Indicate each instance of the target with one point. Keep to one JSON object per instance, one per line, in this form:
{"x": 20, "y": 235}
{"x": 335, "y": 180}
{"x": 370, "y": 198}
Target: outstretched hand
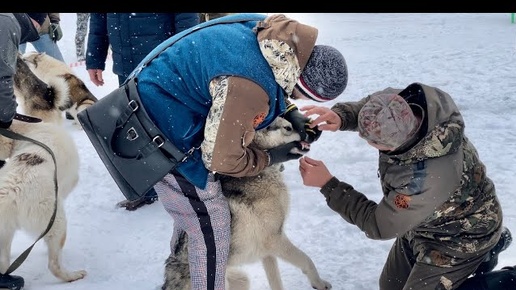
{"x": 313, "y": 172}
{"x": 327, "y": 120}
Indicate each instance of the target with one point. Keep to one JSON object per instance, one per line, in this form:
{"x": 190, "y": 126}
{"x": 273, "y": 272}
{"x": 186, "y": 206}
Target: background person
{"x": 80, "y": 35}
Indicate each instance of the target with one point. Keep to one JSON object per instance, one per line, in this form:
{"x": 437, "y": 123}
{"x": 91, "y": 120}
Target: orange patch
{"x": 402, "y": 201}
{"x": 259, "y": 119}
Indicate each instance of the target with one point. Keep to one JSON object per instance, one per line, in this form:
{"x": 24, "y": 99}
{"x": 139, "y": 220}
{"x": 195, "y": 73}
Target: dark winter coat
{"x": 436, "y": 191}
{"x": 131, "y": 37}
{"x": 213, "y": 88}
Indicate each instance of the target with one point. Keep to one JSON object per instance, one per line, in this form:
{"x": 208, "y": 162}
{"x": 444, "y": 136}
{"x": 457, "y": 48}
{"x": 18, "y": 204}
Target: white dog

**THE TASK**. Please rewrite every line of the entries above as a numbered list, leaving out blank lines and any pictures.

**SOLUTION FOR THIS TASK**.
1. Indicate each instance of the target with one point. Keep to one JSON object per instance, one per line, in this form:
2. {"x": 20, "y": 235}
3. {"x": 335, "y": 180}
4. {"x": 370, "y": 198}
5. Target: outstretched hand
6. {"x": 313, "y": 172}
7. {"x": 327, "y": 120}
8. Indicate each instance of the target with one point. Keep to one JSON object per instance, one per line, in this form:
9. {"x": 190, "y": 126}
10. {"x": 273, "y": 272}
11. {"x": 186, "y": 206}
12. Target: background person
13. {"x": 80, "y": 35}
14. Indicate each instance of the target with one point. Keep to one JSON object per instance, one per line, in this form:
15. {"x": 437, "y": 123}
16. {"x": 91, "y": 120}
17. Target: orange patch
18. {"x": 402, "y": 201}
19. {"x": 259, "y": 119}
20. Indicate each instance of the target with one point. Keep to one JSON object per instance, one per line, in this form:
21. {"x": 24, "y": 99}
22. {"x": 139, "y": 220}
23. {"x": 195, "y": 73}
24. Target: dark winter coat
25. {"x": 436, "y": 191}
26. {"x": 131, "y": 37}
27. {"x": 213, "y": 88}
28. Indicate each instance of the target with one point. Keep to one JSON object per instance, one per line, in this form:
29. {"x": 208, "y": 162}
30. {"x": 444, "y": 136}
31. {"x": 457, "y": 48}
32. {"x": 18, "y": 204}
33. Target: white dog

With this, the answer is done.